-- SELECTED EXCERPT --
»»
Below is the implementation of the above approach: 

C++




// C++ program for the
// above approach
 
#include <bits/stdc++.h>
 
using namespace std;
 
// Structure for
// Binary Tree Node
struct Node {
    int data;
    Node* left;
    Node* right;
    Node(int x)
        : data(x)
        , left(NULL)
        , right(NULL)
    {
    }
};
 
// Function for
// dfs traversal
void dfs(Node* root, int type, vector<int>& left_leaf,
         vector<int>& right_leaf)
{
    // If node is
    // null, return
    if (!root) {
        return;
    }
 
    // If tree consists
    // of a single node
    if (!root->left && !root->right) {
        if (type == -1) {
            cout << "Tree consists of a single node\n";
        }
        else if (type == 0) {
            left_leaf.push_back(root->data);
        }
        else {
            right_leaf.push_back(root->data);
        }
 
        return;
    }
 
    // If left child exists,
    // traverse and set type to 0
    if (root->left) {
        dfs(root->left, 0, left_leaf, right_leaf);
    }
    // If right child exists,
    // traverse and set type to 1
    if (root->right) {
        dfs(root->right, 1, left_leaf, right_leaf);
    }
}
 
// Function to print
// the solution
void print(vector<int>& left_leaf, vector<int>& right_leaf)
{
 
    if (left_leaf.size() == 0 && right_leaf.size() == 0)
        return;
 
    // Printing left leaf nodes
    cout << "Left leaf nodes\n";
    for (int x : left_leaf) {
        cout << x << " ";
    }
    cout << '\n';
 
    // Printing right leaf nodes
    cout << "Right leaf nodes\n";
    for (int x : right_leaf) {
        cout << x << " ";
    }
    cout << '\n';
}
 
// Driver code
int main()
{
 
    Node* root = new Node(0);
    root->left = new Node(1);
    root->right = new Node(2);
    root->left->left = new Node(3);
    root->left->right = new Node(4);
 
    vector<int> left_leaf, right_leaf;
    dfs(root, -1, left_leaf, right_leaf);
 
    print(left_leaf, right_leaf);
 
    return 0;
}


Java




// Java program for the
// above approach
import java.util.*;
 
class GFG
{
 
    // Structure for
    // Binary Tree Node
    static class Node
    {
        int data;
        Node left;
        Node right;
 
        public Node(int data)
        {
            this.data = data;
            this.left = null;
            this.right = null;
        }
 
    };
 
    // Function for
    // dfs traversal
    static void dfs(Node root, int type, Vector<Integer> left_leaf,
            Vector<Integer> right_leaf)
««
-- PROVIDED RECORDS --
»»
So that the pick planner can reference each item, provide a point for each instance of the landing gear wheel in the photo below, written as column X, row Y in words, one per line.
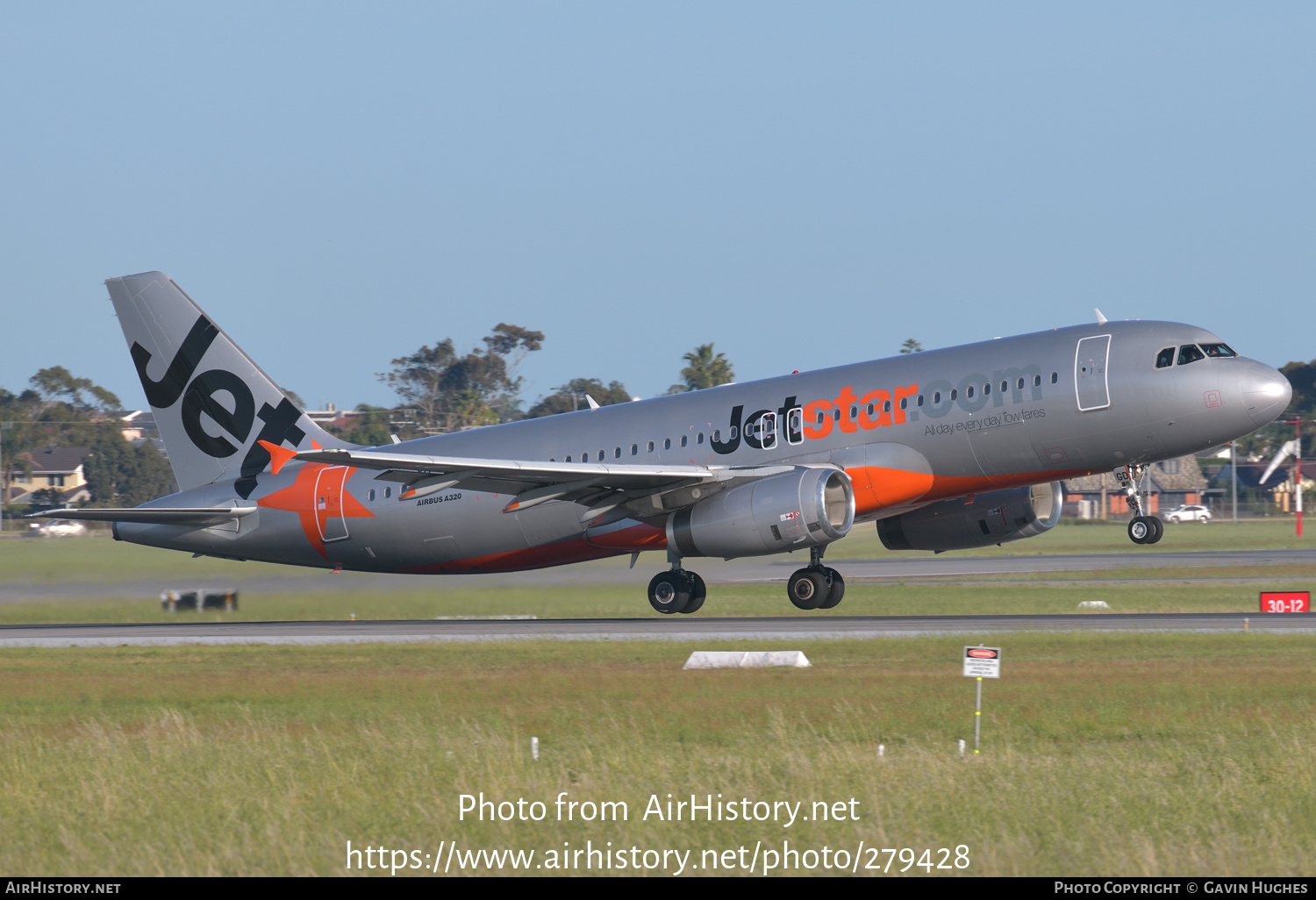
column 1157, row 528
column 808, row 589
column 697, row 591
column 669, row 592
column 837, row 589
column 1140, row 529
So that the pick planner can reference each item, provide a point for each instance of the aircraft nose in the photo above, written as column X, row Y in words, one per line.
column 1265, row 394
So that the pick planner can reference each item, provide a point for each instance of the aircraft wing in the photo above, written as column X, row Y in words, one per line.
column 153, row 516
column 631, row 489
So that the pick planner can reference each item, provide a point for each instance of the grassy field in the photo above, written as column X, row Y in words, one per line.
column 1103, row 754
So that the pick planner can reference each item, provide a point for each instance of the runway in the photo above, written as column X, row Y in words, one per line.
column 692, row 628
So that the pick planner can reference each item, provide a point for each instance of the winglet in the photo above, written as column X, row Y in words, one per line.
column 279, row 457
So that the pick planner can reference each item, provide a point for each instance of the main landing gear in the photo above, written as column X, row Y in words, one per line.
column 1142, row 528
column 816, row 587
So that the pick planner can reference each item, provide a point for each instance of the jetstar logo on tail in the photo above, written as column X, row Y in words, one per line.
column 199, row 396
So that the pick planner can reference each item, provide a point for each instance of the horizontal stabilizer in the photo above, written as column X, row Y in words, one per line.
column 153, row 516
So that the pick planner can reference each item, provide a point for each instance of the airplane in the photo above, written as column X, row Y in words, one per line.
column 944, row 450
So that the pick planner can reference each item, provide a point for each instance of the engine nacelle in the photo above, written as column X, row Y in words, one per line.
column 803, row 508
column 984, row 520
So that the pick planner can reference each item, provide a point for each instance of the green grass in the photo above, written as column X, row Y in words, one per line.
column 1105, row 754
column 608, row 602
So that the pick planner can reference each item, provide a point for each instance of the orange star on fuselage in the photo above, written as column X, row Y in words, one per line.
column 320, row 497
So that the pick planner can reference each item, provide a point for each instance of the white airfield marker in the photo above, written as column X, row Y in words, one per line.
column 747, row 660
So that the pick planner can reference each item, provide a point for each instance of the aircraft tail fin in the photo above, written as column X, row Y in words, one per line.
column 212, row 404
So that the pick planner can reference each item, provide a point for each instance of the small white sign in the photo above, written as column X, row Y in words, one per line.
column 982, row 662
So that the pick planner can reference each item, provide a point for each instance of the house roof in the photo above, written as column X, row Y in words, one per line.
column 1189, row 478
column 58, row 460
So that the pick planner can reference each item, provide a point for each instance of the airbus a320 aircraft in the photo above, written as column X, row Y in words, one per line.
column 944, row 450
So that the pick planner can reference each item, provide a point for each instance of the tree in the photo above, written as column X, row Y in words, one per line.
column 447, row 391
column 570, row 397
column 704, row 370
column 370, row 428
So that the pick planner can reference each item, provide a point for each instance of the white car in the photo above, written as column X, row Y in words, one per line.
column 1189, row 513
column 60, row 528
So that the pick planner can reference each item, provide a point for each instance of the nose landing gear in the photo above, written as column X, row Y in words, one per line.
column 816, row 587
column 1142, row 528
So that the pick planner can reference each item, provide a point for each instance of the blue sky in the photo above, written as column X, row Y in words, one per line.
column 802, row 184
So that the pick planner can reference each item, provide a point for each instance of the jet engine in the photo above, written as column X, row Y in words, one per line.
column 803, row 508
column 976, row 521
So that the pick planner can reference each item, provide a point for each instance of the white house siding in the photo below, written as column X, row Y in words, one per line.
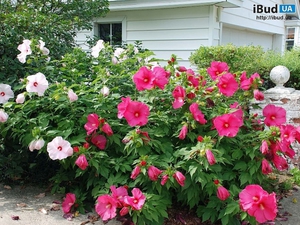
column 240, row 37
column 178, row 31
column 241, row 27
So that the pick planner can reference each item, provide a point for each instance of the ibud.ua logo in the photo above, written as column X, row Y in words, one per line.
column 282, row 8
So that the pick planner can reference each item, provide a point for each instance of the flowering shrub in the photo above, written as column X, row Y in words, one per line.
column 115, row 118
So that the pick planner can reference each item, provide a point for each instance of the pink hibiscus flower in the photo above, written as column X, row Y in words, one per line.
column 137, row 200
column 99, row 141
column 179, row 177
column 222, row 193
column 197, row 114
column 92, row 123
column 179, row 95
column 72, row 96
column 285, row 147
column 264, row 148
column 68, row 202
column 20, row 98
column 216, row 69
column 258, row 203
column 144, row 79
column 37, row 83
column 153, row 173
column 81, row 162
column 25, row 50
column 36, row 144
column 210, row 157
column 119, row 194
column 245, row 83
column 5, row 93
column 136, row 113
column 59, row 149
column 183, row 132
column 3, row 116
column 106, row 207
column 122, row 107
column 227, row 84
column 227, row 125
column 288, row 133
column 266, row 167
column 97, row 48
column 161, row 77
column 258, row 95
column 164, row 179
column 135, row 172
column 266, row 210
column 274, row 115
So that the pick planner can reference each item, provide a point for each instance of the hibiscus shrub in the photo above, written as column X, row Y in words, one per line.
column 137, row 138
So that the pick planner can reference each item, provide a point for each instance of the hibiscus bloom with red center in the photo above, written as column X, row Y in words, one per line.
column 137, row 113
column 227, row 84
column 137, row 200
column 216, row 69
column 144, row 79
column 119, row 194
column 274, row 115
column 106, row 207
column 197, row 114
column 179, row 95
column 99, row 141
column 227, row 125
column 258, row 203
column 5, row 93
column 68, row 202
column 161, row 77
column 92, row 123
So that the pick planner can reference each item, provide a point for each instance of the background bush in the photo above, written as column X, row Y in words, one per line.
««
Reproduce the part of the binary tree code excerpt above that opens with the words containing "#include <bits/stdc++.h>" and closes with "Node(int x)".

#include <bits/stdc++.h>
 
using namespace std;
 
// Structure for
// Binary Tree Node
struct Node {
    int data;
    Node* left;
    Node* right;
    Node(int x)